**EXCERPT TO READ:**

********

DETAILED DESCRIPTION OF THE PREFERRED EMBODIMENTS

Reference will now be made in detail to the preferred embodiments of the present invention, examples of which are illustrated in the accompanying drawings.

FIG. 7A is a view showing the structure of quadrupole lenses formed in an electron gun of a cathode ray tube according to the present invention, as combining quadrupole lenses respectively performing horizontally divergent action and vertically convergent action and quadrupole lenses respectively performing horizontally convergent action and vertically divergent action, between a triode and a main lens.

A magnification of the lens will be described with the following Lagrange-Helmholts equation, the operational principle of the present invention which will be described later.
M=(αo/αi)×(Vo/Vi)² (1)

Herein, M represents magnification of the lens, αi is an incoming angle of the electron beam, αo is an outgoing angle of the electron beam, Vi is a voltage which is applied to an incoming side of an electrode, and Vo is a voltage which is applied to an outgoing side of an electrode.

As shown in equation (1), when the incoming angle (αi) of the electron beam is increased, the magnification (M) of the lens is reduced, and therefore, a size of the electron beam spot on the screen is reduced. In addition, when the incoming angle (αi) of the electron beam is reduced, the magnification (M) of the lens is increased, and therefore, the size of the electron beam spot on the screen is increased.

Accordingly, in case that the structure meant by the above equation (1) is applied to the electrode adjacent to the triode, and especially, the shape of the electron beam can be formed in complete shape even when an electron beam is deflected toward the periphery of the screen.

In order to solve the problem in the conventional electron gun that very high dynamic focus voltage is required to compensate the intense electromagnetic filed of the deflection yoke lens when the electron beam is deflected toward the periphery of the screen, it requires that the vertical diameter of the electron beam incoming on the deflection yoke lens is reduced. Also, it requires the horizontal diameter of the electron beam incoming on a dynamic focusing electrode is increased.

However, operation of the electrode for horizontally elongating the electron beam incoming on the electrode which a dynamic focus voltage is applied is very weak in the conventional electron gun, and therefore, the dynamic focus voltage is risen and the incoming angle (αi) of the electron beam in the vertical direction is increased, and thereby, the vertical diameter of the electron beam is extremely reduced in case that the electron beam is deflected on the periphery of the screen.

In the present invention, the structure for horizontally elongating the electron beam outgoing from the triode and for vertically elongating the electron beam incoming on the main lens is applied, using the principle of the Lagrange-Helmholts equation.

Also, the lens magnification of the quadrupole lens adjacent to the triode should be larger than that of the quadrupole lens adjacent to the main lens to prevent the screen resolution from deteriorating due to the reducing the vertical diameter of the electron beam when the electron beam is deflected toward the periphery of the screen.

The present invention relates to the electrode forming the quadrupole lens, and comprises the structures for horizontally elongating the electron beam outgoing from the triode and for vertically elongating the electron beam incoming on the main lens.

********

**GOAL 1:** In the patent excerpt on electron gun lenses, replace "cathode ray tube" with "picture tube" and write out the passage starting at "DETAILED DESCRIPTION OF" and ending at "a main lens.".
**GOAL 2:** Continue the patent excerpt on electron gun lenses after its last sentence.

********

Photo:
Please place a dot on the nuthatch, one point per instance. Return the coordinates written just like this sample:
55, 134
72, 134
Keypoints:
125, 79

********

**RESULT 1:**
DETAILED DESCRIPTION OF THE PREFERRED EMBODIMENTS

Reference will now be made in detail to the preferred embodiments of the present invention, examples of which are illustrated in the accompanying drawings.

FIG. 7A is a view showing the structure of quadrupole lenses formed in an electron gun of a picture tube according to the present invention, as combining quadrupole lenses respectively performing horizontally divergent action and vertically convergent action and quadrupole lenses respectively performing horizontally convergent action and vertically divergent action, between a triode and a main lens.

**RESULT 2:**
That is, as shown in FIG. 7B, a first quadrupole lens A1 and a second quadrupole lens A2 for horizontally elongating and vertically shrinking the diameter of the electron beam are formed to be adjacent to the triode. In addition, a third quadrupole lens A3 and a fourth quadrupole lens A4 for horizontally shrinking and vertically elongating the diameter of the electron beam are formed to be adjacent to the main lens A5. Here, a reference numeral A6 indicates the deflection yoke lens.

FIG. 8A through 8E are brief views showing a structure of the electron gun of the cathode ray tube according to an embodiment of the present invention, that plate shaped electrodes respectively forming the quadrupole lenses are inserted between the conventional electrodes for intensifying the electromagnetic field of the quadrupole lenses so as to compensate the deflection yoke lens when the electron beam is deflected toward the periphery of the screen.

As shown in FIGS. 8A and 8E, the electron gun of the cathode ray tube according to an embodiment of the present invention comprises: a triode 10 including cathodes, a control electrode, and an accelerating electrode; pre-focusing electrode unit 20 adjacent to the triode 10 for focusing the electron beam; a main lens unit 60 including an anode and a focusing electrode for forming a main lens for focusing the electron beam toward a screen; a first focusing electrode unit 30 having vertically-elongated electron beam passing holes and horizontally-elongated electron beam passing holes for forming a quadrupole lens therebetween; a second focusing electrode unit 50 having vertically-elongated electron beam passing holes and horizontally-elongated electron beam passing holes; an auxiliary electrode 40 disposed between the first focusing electrode unit 30 and the second focusing electrode unit 50, to which a dynamic voltage is applied, and including vertically-elongated electron beam passing holes on electron beam incoming side 41 thereof and horizontally elongated electron beam passing holes on electron beam outgoing side 42 thereof.

The first focusing electrode unit 30 comprises a first dynamic focusing electrode 31 adjacent to the pre-focusing electrode unit 20 and formed as a cup or a cap shape, and a first static focusing electrode 32 adjacent to the auxiliary electrode 40 and formed as a plate shape.

Here, vertically-elongated electron beam passing holes are provided on the electron beam outgoing side of the first dynamic focusing electrode 31, horizontally-elongated electron passing holes are provided on the first static focusing electrode 32. Also, a dynamic focus voltage synchronized with the deflection signal of the deflection yoke is applied to the first dynamic focusing electrode 31, and a static focus voltage is applied to the first static focusing electrode 32. Therefore, the first quadrupole lens A1 performing horizontally divergent action and vertically convergent action is formed between the first dynamic focusing electrode 31 and the first static focusing electrode 32.

The second focusing electrode unit 50 comprises a second dynamic focusing electrode 52 adjacent to the main lens unit 60 and formed as a cup or cap shape, and a second static focusing electrode 51 adjacent to the auxiliary electrode 40 and formed as a plate shape.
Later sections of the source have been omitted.